Segment Start: Text segment

Old enough to remember Grace Slick of the group Jefferson Airplane belting out that line at the end of their 1967 classic, “White Rabbit”? Sorry about the reminder it was that long ago by the way… Whether you are or whether or not you’ve only heard it being spun on the radio since, you may recall that what the dormouse actually said was, “Feed your head.”
Now let’s not get into a debate as to what Grace was actually advocating we put into our head; after all it was the 60’s man and there were all manner of counter-culture happenings in that groovy time; not the least of which included experimentation with mind-altering drugs and hallucinations. Feed your head… good advice actually. Let’s spin that for the current year; a whole 50 years after Grace wrote it and it first hit the charts.
How do you feel about acquiring knowledge; developing your expertise, stimulating the little grey cells, learning in general and reading? In my experience I’ve found that while some folks go out of their way to do these things with a love of learning, there are others that seem to have grown stagnant. They know what they know and count on that acquired knowledge to sustain them. The problem they eventually experience is that because they are not invested in learning what is new, they are spinning outdated practices and information out of sheer ignorance; they don’t know what they don’t know because they only know what they knew long ago.
So what’s the problem? The problem for you and I manifests itself when we come into contact with these people in our professional capacities and to some extent in our personal lives and we are dependent on them for their knowledge to aid our own learning. We assume incorrectly that because of the position this person holds; perhaps as our Mentor, Teacher, Consultant or yes even Employment Coach, that they are up on the latest and greatest.
When you think about the job application process, one of the key requirements interviewers often examine in the candidates is their education and professional development. In the case of the person with recent training and a fresh degree or diploma, they would do well to emphasize the fact that their competitive advantage is that they have learned current best practices; that their using the latest technology, etc.
Now suppose in your own case, the certificates hanging on your wall are old and faded dating back to the late 60’s like, “White Rabbit’ itself. Sure you have that diploma or degree but of what relevance is it anymore? What have you done since to keep pace with changes in your industry, new trends, improved practices and the knowledge required to excel in your field? If you are an older worker, you’d best be doing something to counter the stereotype of being an old dog who can’t learn new tricks.
The last thing an employer wants is to hire someone who is not only out of date with current practices but who has a resistance to investing the time required to get up to speed. It is going to cost that employer money in the end if most people are pulling in one direction and one or two are just going along for the ride as dead weight. This only makes others have to work harder and that’s going to breed discontent in the workplace and lower overall productivity.

Segment End: Text segment
Segment Start: Listed records

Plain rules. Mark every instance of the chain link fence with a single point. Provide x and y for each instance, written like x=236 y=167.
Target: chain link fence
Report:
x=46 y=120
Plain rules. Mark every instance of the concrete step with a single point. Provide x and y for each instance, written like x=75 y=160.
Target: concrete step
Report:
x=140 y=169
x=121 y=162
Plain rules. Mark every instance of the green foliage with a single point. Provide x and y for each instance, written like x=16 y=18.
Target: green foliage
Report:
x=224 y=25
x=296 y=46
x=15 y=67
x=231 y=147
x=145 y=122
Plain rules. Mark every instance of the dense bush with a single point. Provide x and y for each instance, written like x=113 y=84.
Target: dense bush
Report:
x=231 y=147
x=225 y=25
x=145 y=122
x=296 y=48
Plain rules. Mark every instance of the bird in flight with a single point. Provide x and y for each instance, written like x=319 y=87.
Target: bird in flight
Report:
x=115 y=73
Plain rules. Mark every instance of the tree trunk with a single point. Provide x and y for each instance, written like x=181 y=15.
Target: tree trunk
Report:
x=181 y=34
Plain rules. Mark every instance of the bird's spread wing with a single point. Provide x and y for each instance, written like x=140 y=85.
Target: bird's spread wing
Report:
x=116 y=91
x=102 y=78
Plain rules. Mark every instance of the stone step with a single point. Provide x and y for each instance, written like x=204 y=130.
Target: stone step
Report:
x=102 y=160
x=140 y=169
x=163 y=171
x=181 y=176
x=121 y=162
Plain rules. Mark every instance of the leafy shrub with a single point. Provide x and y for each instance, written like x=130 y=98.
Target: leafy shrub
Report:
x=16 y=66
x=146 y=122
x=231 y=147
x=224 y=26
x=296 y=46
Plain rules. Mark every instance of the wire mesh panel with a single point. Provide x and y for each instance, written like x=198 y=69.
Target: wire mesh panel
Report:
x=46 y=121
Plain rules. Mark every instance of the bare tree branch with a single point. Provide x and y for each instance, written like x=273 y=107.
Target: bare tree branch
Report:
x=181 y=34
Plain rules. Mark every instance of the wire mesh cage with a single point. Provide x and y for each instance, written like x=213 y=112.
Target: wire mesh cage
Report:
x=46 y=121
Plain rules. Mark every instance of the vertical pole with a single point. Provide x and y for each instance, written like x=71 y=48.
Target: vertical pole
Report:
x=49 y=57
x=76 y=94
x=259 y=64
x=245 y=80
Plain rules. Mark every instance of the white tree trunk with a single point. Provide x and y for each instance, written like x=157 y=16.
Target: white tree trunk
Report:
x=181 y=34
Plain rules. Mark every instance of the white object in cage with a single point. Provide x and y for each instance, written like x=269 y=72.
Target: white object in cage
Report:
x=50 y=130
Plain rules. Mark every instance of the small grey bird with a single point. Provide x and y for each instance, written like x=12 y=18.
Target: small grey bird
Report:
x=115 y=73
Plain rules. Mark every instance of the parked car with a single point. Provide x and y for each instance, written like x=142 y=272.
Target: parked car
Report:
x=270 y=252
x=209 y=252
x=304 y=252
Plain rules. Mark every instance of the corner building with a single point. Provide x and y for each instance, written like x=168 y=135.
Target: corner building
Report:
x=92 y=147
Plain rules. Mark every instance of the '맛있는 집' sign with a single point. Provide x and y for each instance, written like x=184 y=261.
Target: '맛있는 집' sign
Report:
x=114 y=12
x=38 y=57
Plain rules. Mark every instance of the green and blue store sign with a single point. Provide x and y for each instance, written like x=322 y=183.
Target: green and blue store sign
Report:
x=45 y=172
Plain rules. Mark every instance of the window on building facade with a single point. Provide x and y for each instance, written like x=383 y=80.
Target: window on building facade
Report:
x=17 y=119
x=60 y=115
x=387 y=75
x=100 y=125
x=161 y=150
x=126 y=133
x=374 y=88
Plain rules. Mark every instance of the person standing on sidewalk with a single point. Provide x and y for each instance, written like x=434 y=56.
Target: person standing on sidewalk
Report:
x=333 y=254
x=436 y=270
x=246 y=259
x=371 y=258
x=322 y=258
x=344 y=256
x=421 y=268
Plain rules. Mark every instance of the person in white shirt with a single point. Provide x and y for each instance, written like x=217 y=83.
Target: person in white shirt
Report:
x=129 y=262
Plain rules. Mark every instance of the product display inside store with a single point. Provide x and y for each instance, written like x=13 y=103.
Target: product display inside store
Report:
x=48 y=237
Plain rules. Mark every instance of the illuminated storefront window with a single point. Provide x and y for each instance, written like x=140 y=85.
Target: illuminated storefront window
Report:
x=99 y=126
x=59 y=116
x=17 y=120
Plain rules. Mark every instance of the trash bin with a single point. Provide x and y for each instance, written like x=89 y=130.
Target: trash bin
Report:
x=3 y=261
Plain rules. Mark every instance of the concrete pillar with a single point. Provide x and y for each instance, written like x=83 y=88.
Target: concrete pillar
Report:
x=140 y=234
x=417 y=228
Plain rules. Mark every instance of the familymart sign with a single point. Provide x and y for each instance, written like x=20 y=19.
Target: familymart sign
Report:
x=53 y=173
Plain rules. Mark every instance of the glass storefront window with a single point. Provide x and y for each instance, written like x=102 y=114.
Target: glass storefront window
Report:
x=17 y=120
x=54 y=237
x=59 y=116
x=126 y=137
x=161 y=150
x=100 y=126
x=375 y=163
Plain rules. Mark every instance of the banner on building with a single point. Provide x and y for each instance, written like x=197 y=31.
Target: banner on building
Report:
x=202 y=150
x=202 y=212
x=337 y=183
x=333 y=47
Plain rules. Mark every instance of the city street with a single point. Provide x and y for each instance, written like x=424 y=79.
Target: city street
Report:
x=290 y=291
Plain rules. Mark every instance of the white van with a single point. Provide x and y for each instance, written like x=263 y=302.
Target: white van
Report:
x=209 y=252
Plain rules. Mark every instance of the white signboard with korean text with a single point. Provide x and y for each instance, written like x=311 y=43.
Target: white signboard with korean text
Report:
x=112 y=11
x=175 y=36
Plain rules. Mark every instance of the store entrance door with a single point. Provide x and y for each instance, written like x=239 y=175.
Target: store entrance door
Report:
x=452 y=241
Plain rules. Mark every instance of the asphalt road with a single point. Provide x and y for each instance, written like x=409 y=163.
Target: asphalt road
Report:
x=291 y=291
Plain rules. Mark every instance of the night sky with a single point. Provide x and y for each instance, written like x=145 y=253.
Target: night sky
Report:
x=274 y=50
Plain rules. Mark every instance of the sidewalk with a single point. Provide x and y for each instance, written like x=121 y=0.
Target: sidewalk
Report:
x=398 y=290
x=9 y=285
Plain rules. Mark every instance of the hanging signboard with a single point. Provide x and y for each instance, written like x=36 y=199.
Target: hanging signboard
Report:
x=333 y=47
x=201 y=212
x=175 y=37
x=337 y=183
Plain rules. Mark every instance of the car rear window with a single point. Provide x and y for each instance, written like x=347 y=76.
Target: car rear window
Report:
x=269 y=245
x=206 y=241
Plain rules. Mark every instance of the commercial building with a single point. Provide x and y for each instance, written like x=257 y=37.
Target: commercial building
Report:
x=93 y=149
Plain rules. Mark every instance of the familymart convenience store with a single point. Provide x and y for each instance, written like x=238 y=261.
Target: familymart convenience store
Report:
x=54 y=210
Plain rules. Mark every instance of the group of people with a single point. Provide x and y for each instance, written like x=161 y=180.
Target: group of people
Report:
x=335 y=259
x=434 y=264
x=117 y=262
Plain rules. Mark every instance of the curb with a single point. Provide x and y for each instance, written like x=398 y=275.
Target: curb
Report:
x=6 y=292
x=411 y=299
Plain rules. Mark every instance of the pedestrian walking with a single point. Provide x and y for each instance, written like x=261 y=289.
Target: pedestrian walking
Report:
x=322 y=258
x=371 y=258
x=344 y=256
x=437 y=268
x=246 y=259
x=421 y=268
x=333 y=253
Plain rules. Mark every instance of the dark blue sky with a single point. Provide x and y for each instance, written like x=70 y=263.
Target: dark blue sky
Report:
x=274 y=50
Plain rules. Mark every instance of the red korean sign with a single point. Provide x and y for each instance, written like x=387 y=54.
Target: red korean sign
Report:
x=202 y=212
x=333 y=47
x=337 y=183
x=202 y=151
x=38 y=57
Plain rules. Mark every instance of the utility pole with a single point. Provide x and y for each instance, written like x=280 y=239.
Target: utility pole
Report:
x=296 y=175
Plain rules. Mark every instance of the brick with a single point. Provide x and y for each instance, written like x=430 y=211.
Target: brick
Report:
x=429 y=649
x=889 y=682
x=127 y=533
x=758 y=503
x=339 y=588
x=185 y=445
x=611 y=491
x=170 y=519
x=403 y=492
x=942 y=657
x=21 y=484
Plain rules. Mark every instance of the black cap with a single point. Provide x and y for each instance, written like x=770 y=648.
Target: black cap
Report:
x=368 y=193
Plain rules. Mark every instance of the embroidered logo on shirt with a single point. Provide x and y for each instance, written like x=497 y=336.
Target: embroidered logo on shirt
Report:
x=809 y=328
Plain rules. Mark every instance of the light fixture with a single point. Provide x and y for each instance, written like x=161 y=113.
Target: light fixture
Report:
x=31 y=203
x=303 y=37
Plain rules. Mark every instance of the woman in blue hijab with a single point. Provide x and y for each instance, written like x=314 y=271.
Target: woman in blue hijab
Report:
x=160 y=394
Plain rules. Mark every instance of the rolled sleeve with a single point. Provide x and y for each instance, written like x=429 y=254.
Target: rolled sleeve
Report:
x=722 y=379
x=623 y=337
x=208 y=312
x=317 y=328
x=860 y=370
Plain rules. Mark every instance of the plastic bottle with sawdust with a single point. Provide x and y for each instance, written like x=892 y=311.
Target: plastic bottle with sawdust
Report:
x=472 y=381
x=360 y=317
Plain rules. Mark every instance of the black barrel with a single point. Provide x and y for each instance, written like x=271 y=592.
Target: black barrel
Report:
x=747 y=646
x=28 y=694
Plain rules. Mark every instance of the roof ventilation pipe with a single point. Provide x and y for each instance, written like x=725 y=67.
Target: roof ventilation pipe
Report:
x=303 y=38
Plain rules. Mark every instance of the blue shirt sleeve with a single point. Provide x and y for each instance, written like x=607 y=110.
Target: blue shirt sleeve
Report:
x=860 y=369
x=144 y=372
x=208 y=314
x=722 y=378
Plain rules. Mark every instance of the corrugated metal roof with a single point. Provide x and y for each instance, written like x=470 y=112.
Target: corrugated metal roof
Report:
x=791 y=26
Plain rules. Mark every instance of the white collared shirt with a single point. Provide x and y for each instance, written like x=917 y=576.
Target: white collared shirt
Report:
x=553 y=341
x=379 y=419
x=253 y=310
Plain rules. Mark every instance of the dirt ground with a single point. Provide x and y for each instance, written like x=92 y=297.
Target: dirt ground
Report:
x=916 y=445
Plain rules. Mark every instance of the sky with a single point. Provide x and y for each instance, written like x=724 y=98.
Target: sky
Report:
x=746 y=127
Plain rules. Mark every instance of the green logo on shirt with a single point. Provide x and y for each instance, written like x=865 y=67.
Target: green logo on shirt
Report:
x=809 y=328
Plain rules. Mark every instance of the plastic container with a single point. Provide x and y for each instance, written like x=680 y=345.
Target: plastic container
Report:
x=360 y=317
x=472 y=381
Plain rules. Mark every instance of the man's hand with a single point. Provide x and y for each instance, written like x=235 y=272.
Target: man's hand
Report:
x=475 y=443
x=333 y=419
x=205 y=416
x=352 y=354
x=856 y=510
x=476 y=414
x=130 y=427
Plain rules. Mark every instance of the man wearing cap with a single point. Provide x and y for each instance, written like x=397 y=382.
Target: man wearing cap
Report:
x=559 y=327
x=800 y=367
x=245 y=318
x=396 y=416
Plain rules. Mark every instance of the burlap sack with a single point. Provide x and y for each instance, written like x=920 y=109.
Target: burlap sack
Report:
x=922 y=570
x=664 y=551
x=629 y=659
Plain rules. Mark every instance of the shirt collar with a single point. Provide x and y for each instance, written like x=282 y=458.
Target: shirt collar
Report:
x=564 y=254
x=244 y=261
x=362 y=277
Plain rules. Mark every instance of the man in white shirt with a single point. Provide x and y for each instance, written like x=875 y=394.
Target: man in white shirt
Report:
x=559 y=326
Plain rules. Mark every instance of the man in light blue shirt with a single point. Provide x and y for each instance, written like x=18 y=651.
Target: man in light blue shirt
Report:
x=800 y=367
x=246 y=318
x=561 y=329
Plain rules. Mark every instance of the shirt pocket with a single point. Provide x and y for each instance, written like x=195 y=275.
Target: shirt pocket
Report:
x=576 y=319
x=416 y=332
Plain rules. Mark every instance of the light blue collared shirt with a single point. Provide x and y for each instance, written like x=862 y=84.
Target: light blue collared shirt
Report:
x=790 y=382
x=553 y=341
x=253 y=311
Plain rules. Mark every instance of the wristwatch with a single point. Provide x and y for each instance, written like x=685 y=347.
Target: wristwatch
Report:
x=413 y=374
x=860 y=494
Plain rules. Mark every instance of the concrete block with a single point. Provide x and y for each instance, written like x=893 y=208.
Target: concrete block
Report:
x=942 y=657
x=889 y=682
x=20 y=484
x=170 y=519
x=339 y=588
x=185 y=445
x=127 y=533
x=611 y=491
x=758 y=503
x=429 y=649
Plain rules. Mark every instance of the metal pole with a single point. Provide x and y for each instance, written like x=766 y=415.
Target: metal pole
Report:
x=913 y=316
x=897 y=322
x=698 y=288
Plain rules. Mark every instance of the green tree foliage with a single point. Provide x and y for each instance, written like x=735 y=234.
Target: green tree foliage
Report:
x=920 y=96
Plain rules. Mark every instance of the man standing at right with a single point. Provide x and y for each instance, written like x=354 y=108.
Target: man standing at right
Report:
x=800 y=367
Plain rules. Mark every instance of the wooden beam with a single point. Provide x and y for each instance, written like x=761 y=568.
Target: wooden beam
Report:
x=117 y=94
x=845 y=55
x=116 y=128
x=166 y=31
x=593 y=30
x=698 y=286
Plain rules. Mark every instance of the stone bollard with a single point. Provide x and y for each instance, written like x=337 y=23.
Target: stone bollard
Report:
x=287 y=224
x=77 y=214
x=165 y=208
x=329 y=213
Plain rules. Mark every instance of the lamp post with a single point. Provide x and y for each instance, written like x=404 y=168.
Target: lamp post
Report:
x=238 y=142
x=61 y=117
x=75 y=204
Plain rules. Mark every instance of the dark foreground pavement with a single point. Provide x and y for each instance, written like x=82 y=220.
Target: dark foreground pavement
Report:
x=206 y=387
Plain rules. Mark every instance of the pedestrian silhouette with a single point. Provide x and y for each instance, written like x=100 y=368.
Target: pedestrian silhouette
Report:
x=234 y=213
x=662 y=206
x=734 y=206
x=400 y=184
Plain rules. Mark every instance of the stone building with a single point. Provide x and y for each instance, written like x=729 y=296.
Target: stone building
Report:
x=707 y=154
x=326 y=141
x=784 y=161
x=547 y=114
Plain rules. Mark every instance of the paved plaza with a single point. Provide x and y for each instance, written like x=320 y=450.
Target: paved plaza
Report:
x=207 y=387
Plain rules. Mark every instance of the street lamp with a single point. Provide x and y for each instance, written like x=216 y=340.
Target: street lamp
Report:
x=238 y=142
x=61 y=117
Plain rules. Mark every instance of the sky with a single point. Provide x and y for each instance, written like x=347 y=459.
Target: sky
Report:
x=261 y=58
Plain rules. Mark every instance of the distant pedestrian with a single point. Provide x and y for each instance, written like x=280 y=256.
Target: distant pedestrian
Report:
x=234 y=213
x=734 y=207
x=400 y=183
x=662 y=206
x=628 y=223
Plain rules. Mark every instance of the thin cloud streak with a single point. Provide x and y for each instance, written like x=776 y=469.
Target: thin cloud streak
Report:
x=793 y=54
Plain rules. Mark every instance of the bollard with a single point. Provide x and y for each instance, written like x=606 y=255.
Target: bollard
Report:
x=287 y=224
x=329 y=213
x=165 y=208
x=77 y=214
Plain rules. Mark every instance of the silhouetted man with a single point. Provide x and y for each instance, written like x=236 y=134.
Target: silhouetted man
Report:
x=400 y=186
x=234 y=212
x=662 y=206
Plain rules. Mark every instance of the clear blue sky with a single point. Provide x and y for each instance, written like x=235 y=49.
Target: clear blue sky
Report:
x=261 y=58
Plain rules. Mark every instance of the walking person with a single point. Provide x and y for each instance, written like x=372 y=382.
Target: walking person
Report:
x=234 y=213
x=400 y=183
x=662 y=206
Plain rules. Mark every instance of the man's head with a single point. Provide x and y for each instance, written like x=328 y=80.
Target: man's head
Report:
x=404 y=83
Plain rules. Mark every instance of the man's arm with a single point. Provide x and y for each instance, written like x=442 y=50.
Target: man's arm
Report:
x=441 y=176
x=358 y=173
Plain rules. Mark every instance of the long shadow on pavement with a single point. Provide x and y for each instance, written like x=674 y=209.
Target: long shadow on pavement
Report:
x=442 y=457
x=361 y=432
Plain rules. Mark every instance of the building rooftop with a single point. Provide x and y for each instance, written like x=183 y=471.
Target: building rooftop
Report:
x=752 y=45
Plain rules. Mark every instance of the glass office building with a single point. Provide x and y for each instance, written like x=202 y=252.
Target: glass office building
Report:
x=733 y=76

Segment End: Listed records

> _Tasks to perform_
1 - In the piece about lifelong learning, rewrite the paragraph beginning "The last thing an employer wants" as a bulleted list that keeps its main facts.
2 - Summarize the piece about lifelong learning in two sentences.
3 - Continue the piece about lifelong learning from the point where it stops.

> _Outputs by task_
1 -
- Employers least want to hire someone who is out of date with current practices and resists investing the time to get up to speed.
- Such a person ends up costing the employer money, going along for the ride as dead weight while most people pull in one direction.
- Others then have to work harder, which breeds discontent in the workplace and lowers overall productivity.

2 - Drawing on the line "Feed your head" from Jefferson Airplane's 1967 song "White Rabbit," the writer argues that some people stop learning and end up spinning outdated practices and information to those who depend on their knowledge. For job seekers, and especially older workers with old credentials, keeping pace with their field matters because employers do not want to hire someone who is out of date and resistant to getting up to speed.

3 -
I imagine that if you’re honest, you can fairly quickly identify someone in your own workplace who is looking forward to retirement. Whether it’s one year away or 4 years away, they may be so focused on that big day that they have neglected to invest the mental energy in the job they have in the here and now. Be more than cautious about the person who has actually figured out and is counting down the days. Stand a little apart from the person who announces each day, “Only 1 year, 4 months and 6 days to go!”
Some interviewers ask questions of those they interview like, “What are you reading at the moment?” or, “What are you doing to keep up on trends in the industry?” If the latest thing you’ve read is the label on your prescription medication, you are in deep water and about to hear those classic words, “Well thanks for coming in. We’ll be in touch.”
Brush up on online learning which can be free. Invest some time reading the thoughts of people who currently work in similar roles you want for yourself in discussion groups on LinkedIn. Get interested in websites that pertain specifically to your industry. Libraries for many are growing redundant but they are still great places to go if you need some professional help tracking down publications, literature and most of all advice as to where to find it.
However, before you can benefit from any material you come into contact with, you must have an attitude that is receptive to what you’ll discover. This is going to require a certain amount of letting go of your old, outdated knowledge and that can be disturbing as you realize how little you actually know of what’s current.
Should you embrace life-long learning and, “feed your head” as the dormouse so accurately put it, you may just find that your past life experience and your current knowledge make you the ideal candidate.